»»

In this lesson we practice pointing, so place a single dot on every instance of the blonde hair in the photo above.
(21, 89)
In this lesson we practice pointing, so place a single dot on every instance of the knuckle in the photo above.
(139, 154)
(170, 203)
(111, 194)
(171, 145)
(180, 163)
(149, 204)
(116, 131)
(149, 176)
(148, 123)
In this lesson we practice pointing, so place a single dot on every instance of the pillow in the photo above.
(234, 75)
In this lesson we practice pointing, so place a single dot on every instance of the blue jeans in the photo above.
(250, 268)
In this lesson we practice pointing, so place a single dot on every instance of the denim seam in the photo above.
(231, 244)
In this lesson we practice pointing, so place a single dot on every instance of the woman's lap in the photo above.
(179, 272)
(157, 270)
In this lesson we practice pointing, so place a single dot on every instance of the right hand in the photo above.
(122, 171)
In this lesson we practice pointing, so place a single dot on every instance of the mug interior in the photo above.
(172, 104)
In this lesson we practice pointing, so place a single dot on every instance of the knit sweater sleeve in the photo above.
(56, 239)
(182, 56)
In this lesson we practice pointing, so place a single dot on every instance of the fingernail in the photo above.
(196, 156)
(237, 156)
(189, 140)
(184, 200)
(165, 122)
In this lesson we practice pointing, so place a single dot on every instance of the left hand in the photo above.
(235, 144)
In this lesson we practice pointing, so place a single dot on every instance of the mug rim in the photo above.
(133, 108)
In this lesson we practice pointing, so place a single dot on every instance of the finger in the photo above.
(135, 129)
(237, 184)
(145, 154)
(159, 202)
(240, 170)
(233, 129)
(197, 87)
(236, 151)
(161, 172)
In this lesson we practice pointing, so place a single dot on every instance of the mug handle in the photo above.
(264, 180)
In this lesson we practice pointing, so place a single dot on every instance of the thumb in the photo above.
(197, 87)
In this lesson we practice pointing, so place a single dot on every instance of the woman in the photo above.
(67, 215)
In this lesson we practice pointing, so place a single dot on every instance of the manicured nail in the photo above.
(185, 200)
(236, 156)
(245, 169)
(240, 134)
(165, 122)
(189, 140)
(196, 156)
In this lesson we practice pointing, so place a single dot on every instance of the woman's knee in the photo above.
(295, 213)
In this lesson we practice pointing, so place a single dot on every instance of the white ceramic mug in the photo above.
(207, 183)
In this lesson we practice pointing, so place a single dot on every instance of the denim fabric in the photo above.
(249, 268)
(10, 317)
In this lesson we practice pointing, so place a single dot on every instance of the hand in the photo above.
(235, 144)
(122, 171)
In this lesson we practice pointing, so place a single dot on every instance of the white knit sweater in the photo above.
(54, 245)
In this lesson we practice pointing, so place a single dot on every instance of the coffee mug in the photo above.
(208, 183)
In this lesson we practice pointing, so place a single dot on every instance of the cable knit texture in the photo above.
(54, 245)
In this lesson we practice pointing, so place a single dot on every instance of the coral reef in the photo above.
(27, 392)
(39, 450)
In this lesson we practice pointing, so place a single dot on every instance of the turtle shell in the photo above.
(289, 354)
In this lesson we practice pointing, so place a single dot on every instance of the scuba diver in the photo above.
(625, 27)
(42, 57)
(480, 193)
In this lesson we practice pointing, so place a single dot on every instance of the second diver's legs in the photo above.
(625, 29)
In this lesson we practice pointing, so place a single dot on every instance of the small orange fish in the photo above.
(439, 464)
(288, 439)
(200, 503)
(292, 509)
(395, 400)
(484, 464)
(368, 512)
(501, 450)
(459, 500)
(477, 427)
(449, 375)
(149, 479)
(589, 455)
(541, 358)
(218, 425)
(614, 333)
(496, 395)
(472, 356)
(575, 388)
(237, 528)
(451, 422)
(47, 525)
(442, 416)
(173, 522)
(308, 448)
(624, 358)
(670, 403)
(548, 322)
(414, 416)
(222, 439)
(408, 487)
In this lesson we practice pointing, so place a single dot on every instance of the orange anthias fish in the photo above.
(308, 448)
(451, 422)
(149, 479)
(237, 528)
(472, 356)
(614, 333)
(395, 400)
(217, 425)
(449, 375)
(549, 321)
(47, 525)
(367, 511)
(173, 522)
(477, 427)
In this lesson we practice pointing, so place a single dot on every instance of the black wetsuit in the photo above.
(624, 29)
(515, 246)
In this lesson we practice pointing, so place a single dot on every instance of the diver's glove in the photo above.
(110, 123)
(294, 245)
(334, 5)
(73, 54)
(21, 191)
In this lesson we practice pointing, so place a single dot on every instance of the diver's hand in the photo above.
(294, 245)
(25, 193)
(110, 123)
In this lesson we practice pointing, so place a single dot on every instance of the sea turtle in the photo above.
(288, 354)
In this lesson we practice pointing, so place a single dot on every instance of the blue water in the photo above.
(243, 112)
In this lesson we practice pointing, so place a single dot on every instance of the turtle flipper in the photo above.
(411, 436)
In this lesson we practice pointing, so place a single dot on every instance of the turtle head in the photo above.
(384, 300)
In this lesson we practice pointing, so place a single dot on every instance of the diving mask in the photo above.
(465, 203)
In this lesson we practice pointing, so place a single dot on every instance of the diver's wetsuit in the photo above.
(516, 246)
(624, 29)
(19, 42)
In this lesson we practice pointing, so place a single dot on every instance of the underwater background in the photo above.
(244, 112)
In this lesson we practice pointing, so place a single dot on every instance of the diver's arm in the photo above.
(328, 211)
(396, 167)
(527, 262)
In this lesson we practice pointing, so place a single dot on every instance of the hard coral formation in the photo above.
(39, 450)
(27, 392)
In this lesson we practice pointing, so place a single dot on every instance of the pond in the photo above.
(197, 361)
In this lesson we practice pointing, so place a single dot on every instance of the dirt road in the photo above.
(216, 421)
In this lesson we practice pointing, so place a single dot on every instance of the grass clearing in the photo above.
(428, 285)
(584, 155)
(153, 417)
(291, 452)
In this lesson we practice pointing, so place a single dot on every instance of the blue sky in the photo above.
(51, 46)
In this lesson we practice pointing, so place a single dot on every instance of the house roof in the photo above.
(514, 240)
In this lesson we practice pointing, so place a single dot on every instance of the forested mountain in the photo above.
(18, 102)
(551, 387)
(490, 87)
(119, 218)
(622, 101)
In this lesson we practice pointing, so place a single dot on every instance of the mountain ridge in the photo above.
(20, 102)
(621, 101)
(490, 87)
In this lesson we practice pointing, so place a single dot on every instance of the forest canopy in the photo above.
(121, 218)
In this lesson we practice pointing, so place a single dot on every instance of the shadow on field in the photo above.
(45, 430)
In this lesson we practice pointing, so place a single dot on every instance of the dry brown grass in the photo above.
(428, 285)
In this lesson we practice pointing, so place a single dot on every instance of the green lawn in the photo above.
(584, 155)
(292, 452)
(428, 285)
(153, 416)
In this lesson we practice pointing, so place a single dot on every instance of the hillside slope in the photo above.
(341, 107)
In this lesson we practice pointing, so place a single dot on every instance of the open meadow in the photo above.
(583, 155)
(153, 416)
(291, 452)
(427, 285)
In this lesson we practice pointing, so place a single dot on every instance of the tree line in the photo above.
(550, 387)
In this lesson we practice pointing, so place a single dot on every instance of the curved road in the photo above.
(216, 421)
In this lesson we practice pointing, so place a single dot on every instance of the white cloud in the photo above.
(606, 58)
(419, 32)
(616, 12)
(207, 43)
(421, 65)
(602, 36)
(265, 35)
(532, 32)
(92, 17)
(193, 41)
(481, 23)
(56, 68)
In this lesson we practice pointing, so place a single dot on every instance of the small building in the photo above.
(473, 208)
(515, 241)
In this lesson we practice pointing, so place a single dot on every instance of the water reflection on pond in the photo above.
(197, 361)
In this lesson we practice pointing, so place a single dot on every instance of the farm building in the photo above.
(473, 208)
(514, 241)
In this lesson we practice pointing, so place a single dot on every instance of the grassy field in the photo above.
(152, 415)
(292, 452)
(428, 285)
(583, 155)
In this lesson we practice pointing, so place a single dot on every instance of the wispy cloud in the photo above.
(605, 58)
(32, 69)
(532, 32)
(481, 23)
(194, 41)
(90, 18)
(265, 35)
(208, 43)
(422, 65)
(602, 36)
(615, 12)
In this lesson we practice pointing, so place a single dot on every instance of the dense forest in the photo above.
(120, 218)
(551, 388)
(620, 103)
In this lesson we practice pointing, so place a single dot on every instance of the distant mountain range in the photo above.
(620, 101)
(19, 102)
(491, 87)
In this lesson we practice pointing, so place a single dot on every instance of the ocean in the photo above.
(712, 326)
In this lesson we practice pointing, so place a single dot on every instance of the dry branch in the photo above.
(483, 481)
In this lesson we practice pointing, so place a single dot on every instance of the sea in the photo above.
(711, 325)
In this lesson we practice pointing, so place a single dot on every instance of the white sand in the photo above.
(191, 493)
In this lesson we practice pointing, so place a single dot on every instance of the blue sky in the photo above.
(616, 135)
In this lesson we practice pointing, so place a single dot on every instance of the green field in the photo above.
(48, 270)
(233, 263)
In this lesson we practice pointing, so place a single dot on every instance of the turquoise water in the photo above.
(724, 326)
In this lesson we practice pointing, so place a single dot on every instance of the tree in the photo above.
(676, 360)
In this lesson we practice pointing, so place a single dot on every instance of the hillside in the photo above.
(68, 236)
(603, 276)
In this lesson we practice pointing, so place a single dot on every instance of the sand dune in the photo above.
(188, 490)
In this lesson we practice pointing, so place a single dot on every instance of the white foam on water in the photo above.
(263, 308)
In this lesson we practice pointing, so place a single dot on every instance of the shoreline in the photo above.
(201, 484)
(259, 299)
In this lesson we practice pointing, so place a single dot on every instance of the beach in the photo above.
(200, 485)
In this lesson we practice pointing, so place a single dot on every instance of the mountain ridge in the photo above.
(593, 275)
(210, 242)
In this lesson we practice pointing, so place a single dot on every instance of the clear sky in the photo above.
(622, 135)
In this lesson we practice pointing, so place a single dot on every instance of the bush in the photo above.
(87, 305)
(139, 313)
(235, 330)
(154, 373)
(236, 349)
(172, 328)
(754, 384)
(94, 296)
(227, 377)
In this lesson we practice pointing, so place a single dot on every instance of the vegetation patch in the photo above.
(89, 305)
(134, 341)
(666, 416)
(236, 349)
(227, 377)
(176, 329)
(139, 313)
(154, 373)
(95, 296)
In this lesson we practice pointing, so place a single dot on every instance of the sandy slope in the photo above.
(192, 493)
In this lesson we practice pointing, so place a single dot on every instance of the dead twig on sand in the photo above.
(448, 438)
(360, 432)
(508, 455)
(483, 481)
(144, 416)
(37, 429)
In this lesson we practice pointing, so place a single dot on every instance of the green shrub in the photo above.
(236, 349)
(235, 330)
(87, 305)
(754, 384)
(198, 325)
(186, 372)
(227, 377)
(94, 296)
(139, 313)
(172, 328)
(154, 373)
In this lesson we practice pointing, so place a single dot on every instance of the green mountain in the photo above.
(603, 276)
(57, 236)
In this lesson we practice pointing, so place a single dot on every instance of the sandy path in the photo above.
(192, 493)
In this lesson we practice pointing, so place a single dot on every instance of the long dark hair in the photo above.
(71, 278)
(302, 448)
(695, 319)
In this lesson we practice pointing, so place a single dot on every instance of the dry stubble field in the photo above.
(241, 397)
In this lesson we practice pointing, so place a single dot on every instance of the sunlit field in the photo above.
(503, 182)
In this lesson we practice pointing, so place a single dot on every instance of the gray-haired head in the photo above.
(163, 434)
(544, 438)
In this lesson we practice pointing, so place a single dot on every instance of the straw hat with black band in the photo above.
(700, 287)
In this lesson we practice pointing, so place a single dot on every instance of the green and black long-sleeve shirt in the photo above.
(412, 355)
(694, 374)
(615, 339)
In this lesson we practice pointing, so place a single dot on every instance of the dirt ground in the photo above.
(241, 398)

««

**Instructions to follow**
Keep only the lines from the one containing "green mountain in the photo above." to the end of the entries, and repeat them exactly.

**Answer to this problem**
In this lesson we practice pointing, so place a single dot on every instance of the green mountain in the photo above.
(603, 276)
(57, 236)
In this lesson we practice pointing, so place a single dot on every instance of the sandy path in the photo above.
(192, 493)
In this lesson we practice pointing, so place a single dot on every instance of the long dark hair in the photo above.
(71, 278)
(302, 448)
(695, 319)
In this lesson we practice pointing, so place a single dot on every instance of the dry stubble field in the photo above.
(241, 397)
In this lesson we practice pointing, so place a single dot on every instance of the sunlit field in the photo above.
(503, 182)
In this lesson we practice pointing, so place a single dot on every instance of the gray-haired head in the photo above.
(163, 434)
(544, 438)
In this lesson we practice pointing, so place a single dot on every instance of the straw hat with black band in the photo above.
(700, 287)
In this lesson we practice pointing, so place a single dot on every instance of the green and black long-sleeve shirt in the photo above.
(412, 355)
(694, 374)
(615, 339)
In this lesson we practice pointing, so place a single dot on every instance of the dirt ground in the photo above.
(241, 398)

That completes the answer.